**Task description**
Copy out each line below that contains the string "building".

**Dataset extract**

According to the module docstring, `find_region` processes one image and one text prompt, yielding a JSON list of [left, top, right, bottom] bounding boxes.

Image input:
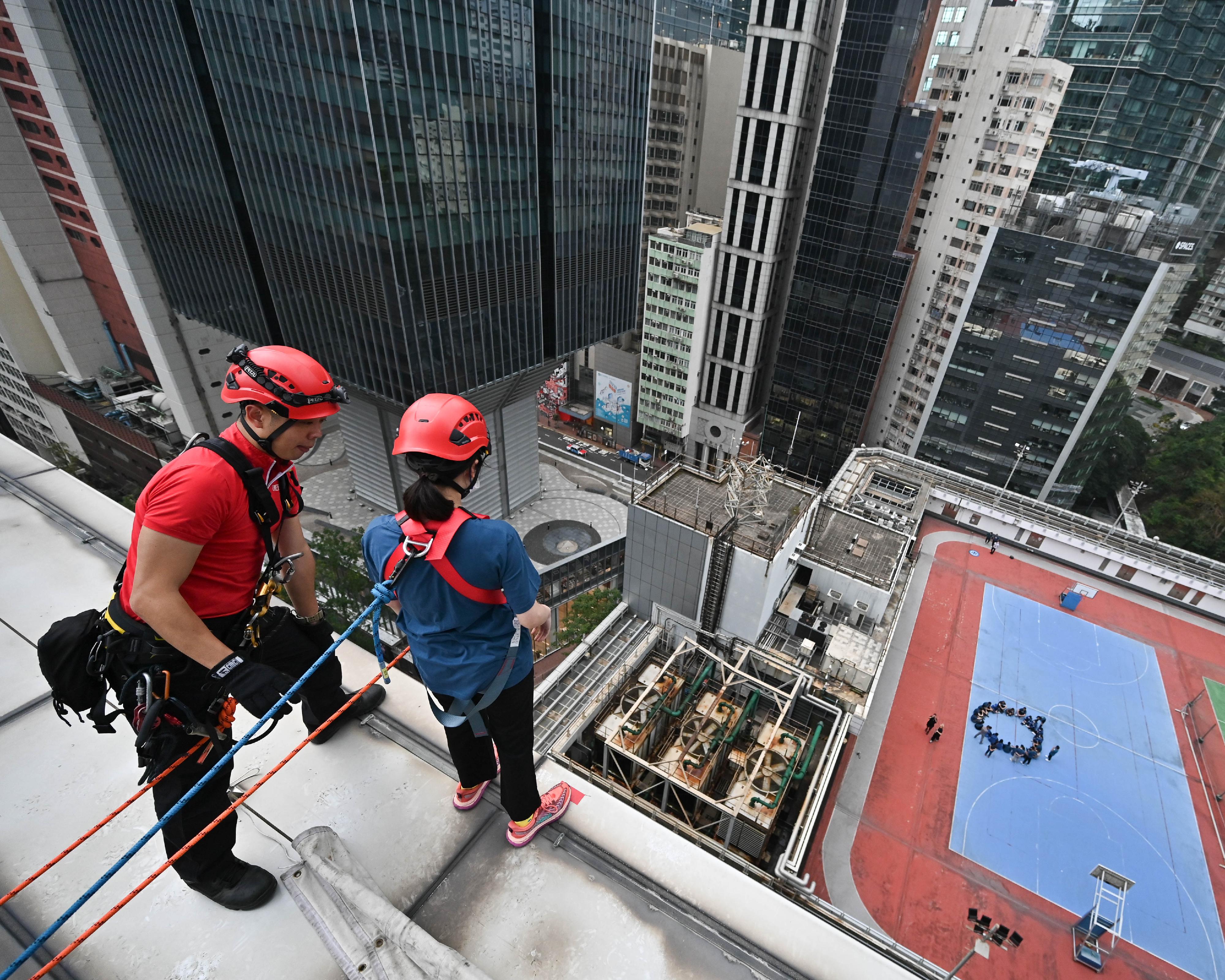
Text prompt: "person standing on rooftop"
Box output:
[[361, 393, 572, 848], [105, 345, 385, 911]]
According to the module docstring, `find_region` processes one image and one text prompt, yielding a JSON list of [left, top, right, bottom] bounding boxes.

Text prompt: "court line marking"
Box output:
[[957, 775, 1225, 978], [979, 582, 1156, 687], [970, 680, 1188, 779]]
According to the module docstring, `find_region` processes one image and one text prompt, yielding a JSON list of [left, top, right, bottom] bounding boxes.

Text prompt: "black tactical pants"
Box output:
[[111, 608, 348, 883]]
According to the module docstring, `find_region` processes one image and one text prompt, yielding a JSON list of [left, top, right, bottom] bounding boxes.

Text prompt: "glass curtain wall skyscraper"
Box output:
[[655, 0, 752, 50], [48, 0, 652, 512], [1033, 0, 1225, 230], [762, 0, 933, 479]]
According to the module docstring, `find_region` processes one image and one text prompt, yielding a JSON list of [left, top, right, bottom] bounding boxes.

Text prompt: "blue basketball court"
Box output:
[[949, 584, 1225, 980]]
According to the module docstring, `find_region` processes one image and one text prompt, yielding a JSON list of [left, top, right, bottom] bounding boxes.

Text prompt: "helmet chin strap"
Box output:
[[238, 405, 294, 463]]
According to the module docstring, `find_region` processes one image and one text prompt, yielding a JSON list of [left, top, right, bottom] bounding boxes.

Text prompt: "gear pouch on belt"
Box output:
[[38, 609, 119, 734]]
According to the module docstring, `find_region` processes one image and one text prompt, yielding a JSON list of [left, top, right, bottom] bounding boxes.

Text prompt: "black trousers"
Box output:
[[437, 674, 540, 820], [113, 608, 348, 883]]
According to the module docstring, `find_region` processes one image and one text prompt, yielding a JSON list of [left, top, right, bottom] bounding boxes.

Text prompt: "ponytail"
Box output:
[[403, 477, 456, 523], [403, 450, 489, 523]]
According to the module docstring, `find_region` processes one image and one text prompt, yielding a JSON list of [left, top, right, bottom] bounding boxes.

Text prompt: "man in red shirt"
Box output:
[[107, 347, 383, 910]]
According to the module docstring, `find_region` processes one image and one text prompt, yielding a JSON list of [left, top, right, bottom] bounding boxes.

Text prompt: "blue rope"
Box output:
[[0, 582, 396, 980], [368, 576, 398, 686]]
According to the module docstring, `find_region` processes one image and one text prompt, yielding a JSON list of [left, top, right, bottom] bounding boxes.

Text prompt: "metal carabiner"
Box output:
[[268, 551, 306, 586]]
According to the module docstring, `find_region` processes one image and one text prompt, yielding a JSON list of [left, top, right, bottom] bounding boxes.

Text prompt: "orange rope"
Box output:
[[0, 735, 209, 905], [29, 647, 408, 980]]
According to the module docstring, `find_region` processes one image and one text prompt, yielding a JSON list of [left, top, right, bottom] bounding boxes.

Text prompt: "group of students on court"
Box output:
[[970, 699, 1060, 766]]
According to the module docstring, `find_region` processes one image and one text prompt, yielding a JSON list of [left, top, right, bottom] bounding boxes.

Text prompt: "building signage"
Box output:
[[595, 371, 633, 428], [1165, 238, 1199, 262]]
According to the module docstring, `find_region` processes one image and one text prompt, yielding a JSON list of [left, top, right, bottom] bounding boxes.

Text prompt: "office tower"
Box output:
[[17, 0, 652, 513], [861, 4, 1072, 453], [638, 36, 745, 322], [567, 36, 745, 446], [637, 216, 722, 453], [686, 0, 842, 469], [655, 0, 752, 50], [0, 6, 228, 495], [916, 212, 1192, 507], [643, 36, 745, 238], [750, 0, 933, 479], [1034, 0, 1225, 229]]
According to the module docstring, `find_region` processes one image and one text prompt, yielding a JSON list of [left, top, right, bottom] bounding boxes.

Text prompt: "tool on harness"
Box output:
[[383, 507, 522, 739], [119, 669, 236, 785]]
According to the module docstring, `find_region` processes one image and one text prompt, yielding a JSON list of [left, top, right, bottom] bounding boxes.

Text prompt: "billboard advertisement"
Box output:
[[595, 371, 633, 428]]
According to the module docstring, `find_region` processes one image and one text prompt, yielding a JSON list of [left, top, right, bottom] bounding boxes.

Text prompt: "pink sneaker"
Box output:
[[451, 746, 502, 810], [506, 783, 573, 848]]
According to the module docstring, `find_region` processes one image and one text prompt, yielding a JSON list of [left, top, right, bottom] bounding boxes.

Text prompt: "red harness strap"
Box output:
[[383, 507, 506, 605]]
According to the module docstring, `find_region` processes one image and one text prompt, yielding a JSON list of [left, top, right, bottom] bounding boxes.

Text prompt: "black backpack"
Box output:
[[38, 609, 119, 734], [38, 432, 301, 734]]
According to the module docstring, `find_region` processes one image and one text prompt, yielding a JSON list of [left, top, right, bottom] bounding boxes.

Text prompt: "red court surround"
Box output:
[[828, 517, 1225, 980]]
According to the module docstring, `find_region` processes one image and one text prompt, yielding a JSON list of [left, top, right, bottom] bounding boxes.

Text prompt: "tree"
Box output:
[[557, 588, 621, 647], [310, 528, 375, 649], [1140, 417, 1225, 561], [1080, 415, 1153, 501]]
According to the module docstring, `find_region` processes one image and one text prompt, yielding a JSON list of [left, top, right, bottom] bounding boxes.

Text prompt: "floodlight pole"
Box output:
[[944, 940, 986, 980]]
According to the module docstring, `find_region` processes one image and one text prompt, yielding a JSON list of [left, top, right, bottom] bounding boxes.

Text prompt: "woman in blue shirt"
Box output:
[[361, 393, 572, 848]]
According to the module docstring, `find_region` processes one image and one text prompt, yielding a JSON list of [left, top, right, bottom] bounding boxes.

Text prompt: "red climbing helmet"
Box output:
[[222, 344, 349, 421], [391, 392, 489, 463]]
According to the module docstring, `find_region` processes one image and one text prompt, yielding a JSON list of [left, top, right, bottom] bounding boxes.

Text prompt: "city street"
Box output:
[[537, 425, 654, 483]]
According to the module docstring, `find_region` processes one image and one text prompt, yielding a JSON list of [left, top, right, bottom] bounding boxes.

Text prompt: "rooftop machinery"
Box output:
[[581, 638, 839, 866]]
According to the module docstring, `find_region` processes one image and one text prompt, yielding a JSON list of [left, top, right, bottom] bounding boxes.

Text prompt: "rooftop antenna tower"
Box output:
[[724, 456, 774, 524]]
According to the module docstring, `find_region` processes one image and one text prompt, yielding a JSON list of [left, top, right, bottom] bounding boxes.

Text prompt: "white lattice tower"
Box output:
[[725, 456, 774, 524]]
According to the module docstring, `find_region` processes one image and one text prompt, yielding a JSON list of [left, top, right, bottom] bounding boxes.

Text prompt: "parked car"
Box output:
[[617, 450, 650, 467]]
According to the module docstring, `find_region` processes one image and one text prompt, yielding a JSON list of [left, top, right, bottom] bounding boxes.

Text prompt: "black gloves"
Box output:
[[209, 653, 294, 718], [298, 616, 336, 653]]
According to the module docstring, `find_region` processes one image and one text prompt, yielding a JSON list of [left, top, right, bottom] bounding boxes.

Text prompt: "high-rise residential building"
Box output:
[[686, 0, 842, 469], [750, 0, 933, 479], [638, 36, 745, 320], [17, 0, 652, 513], [655, 0, 752, 50], [1183, 263, 1225, 341], [638, 214, 722, 453], [915, 203, 1193, 507], [860, 2, 1072, 453], [1034, 0, 1225, 229]]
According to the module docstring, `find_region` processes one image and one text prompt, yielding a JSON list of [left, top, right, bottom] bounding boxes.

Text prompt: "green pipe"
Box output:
[[720, 691, 761, 745], [748, 722, 824, 810], [664, 660, 714, 718], [795, 722, 826, 783]]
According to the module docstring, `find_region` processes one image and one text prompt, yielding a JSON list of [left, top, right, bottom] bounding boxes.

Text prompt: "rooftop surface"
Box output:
[[635, 466, 813, 557], [806, 517, 1225, 980], [0, 440, 930, 980], [804, 507, 909, 588]]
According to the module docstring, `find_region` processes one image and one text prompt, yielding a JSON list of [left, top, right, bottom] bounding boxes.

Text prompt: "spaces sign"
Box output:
[[1165, 235, 1199, 262]]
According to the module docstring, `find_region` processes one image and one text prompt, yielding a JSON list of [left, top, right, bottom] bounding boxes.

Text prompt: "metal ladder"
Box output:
[[1072, 865, 1136, 973]]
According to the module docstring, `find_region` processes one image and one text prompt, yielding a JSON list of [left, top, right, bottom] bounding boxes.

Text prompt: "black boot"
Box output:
[[303, 684, 387, 745], [187, 855, 277, 911]]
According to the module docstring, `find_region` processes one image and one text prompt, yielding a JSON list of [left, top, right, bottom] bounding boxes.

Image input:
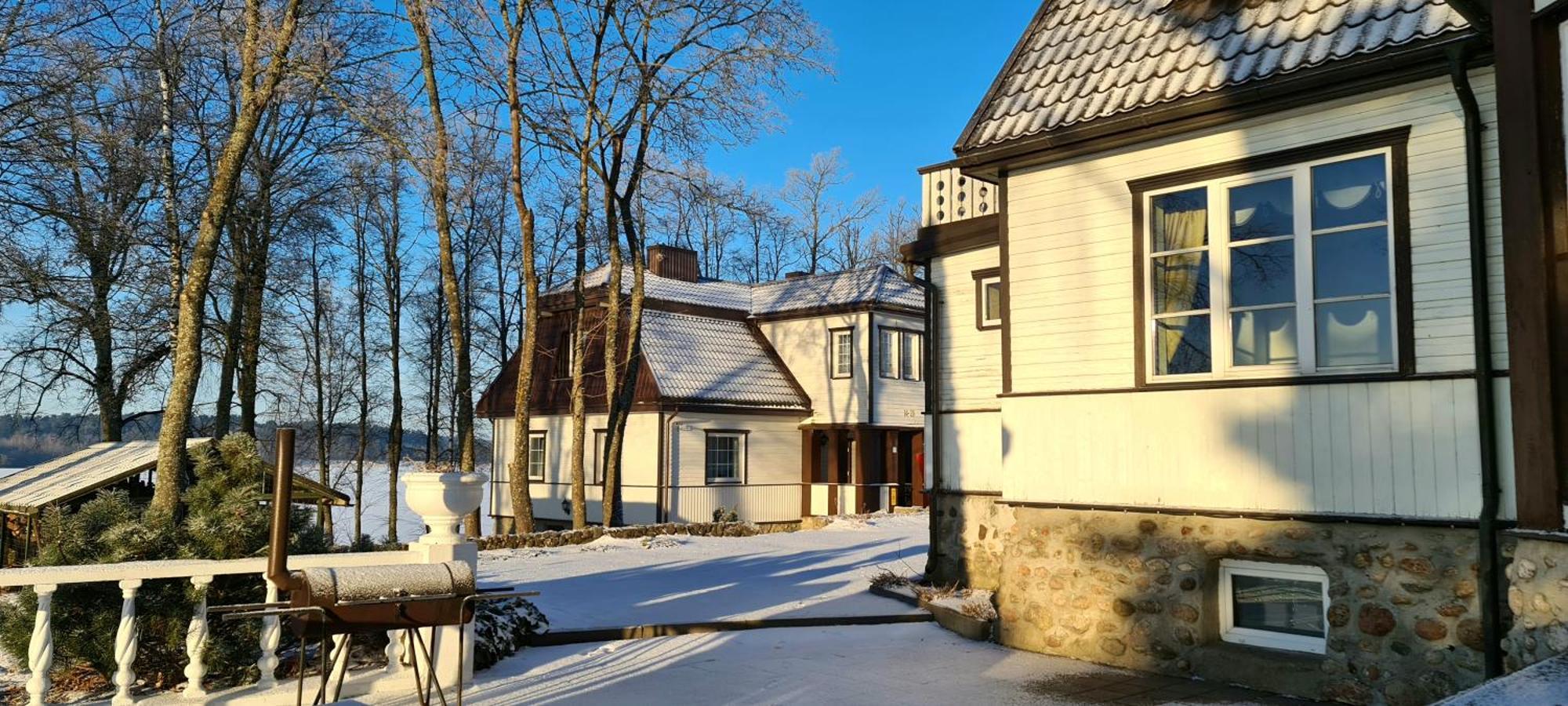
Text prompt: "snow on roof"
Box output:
[[751, 265, 925, 314], [547, 265, 925, 314], [0, 438, 348, 513], [955, 0, 1469, 152], [643, 309, 811, 409]]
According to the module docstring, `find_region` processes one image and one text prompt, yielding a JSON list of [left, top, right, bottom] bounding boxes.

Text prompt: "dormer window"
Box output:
[[828, 328, 855, 380]]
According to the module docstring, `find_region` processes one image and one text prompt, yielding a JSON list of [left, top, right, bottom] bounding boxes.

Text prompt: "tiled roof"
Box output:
[[955, 0, 1468, 152], [751, 265, 925, 314], [643, 311, 811, 409], [549, 265, 925, 314]]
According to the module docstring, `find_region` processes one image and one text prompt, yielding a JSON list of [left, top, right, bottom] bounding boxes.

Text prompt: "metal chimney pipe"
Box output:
[[267, 427, 299, 591]]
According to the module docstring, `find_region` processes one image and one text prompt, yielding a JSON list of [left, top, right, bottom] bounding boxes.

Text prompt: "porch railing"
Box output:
[[0, 551, 422, 706]]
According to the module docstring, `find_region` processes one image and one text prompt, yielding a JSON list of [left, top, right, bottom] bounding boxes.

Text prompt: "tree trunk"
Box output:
[[381, 154, 403, 544], [408, 0, 478, 535], [151, 0, 299, 515], [502, 0, 539, 533]]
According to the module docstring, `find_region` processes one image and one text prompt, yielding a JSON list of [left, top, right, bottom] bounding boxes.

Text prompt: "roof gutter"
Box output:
[[903, 260, 942, 576], [1449, 42, 1502, 679]]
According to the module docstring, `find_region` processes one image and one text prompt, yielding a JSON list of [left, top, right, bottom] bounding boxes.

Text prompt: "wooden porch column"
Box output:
[[1493, 2, 1568, 530]]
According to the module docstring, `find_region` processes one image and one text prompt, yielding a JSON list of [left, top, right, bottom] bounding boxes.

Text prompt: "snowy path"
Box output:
[[480, 515, 930, 631], [379, 623, 1112, 706]]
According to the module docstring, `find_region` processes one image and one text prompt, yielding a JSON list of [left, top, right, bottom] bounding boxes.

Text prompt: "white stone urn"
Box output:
[[403, 471, 489, 544]]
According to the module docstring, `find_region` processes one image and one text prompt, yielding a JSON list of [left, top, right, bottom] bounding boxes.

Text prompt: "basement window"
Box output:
[[1218, 559, 1328, 654]]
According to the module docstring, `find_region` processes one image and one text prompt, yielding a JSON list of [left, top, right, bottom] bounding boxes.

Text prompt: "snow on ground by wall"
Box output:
[[1443, 656, 1568, 706], [480, 513, 930, 631], [378, 624, 1115, 706]]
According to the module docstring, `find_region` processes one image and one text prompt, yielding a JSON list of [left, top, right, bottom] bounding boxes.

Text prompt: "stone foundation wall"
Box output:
[[1502, 532, 1568, 671], [978, 497, 1483, 706], [927, 493, 1011, 590]]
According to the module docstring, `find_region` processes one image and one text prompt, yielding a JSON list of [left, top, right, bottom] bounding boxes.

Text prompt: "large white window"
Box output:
[[828, 328, 855, 378], [704, 431, 746, 483], [528, 431, 549, 480], [1218, 559, 1328, 654], [1143, 149, 1399, 381]]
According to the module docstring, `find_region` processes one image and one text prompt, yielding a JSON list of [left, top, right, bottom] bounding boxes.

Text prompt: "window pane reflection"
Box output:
[[1317, 297, 1394, 367], [1312, 154, 1388, 231], [1154, 315, 1212, 375], [1231, 308, 1297, 366], [1231, 179, 1295, 240]]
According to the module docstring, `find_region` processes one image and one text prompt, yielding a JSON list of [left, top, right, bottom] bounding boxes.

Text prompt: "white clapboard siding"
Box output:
[[757, 314, 877, 424], [931, 248, 1002, 411], [1004, 378, 1513, 518], [1004, 69, 1507, 394], [938, 413, 1002, 493]]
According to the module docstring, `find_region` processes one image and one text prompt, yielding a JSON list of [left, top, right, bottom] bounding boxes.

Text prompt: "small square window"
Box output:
[[528, 431, 547, 480], [1218, 559, 1328, 654], [898, 331, 925, 381], [975, 275, 1002, 329], [829, 328, 855, 378], [704, 431, 746, 485]]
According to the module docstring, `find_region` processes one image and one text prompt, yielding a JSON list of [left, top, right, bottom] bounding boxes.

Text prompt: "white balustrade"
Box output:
[[256, 574, 284, 692], [110, 579, 141, 706], [27, 584, 55, 706], [185, 576, 212, 698]]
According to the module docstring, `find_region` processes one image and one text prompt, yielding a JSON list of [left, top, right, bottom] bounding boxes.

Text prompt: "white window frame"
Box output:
[[525, 431, 550, 482], [828, 328, 855, 380], [980, 275, 1002, 329], [877, 326, 902, 380], [702, 431, 746, 485], [1215, 559, 1330, 654], [898, 331, 925, 383], [1138, 147, 1403, 384]]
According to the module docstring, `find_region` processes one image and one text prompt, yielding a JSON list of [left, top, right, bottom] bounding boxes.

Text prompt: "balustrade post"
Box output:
[[110, 579, 141, 706], [256, 574, 282, 690], [27, 584, 56, 706], [185, 576, 212, 698]]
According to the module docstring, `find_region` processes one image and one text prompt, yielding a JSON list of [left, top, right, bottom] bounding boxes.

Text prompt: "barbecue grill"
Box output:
[[212, 428, 538, 706]]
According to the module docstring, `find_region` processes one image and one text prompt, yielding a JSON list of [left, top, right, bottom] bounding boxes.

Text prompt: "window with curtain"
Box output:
[[877, 328, 898, 378], [1145, 149, 1397, 381], [706, 431, 746, 483]]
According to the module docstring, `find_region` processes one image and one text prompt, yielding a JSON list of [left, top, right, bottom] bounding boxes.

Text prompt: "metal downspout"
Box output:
[[905, 262, 942, 576], [1449, 45, 1502, 679]]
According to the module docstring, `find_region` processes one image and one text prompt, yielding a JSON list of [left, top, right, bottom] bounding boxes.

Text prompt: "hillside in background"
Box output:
[[0, 414, 489, 468]]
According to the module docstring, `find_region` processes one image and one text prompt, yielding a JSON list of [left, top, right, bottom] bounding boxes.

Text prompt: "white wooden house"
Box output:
[[905, 0, 1568, 703], [478, 246, 925, 524]]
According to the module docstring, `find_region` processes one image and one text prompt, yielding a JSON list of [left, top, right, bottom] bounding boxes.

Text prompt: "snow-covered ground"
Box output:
[[379, 624, 1116, 706], [480, 515, 930, 631]]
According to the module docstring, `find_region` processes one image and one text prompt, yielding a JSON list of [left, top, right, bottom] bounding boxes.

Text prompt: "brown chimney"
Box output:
[[648, 245, 702, 282]]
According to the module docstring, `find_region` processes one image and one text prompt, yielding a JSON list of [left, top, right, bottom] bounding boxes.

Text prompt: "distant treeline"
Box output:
[[0, 414, 489, 468]]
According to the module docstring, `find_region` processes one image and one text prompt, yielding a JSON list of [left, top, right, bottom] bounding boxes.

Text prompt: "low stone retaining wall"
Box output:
[[1502, 532, 1568, 671], [933, 496, 1493, 706], [474, 522, 815, 551]]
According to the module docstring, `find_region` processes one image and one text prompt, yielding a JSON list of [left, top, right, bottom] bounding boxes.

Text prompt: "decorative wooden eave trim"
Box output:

**Reply to the exercise**
Text prompt: "building signage"
Text prompt: "high-rise residential building"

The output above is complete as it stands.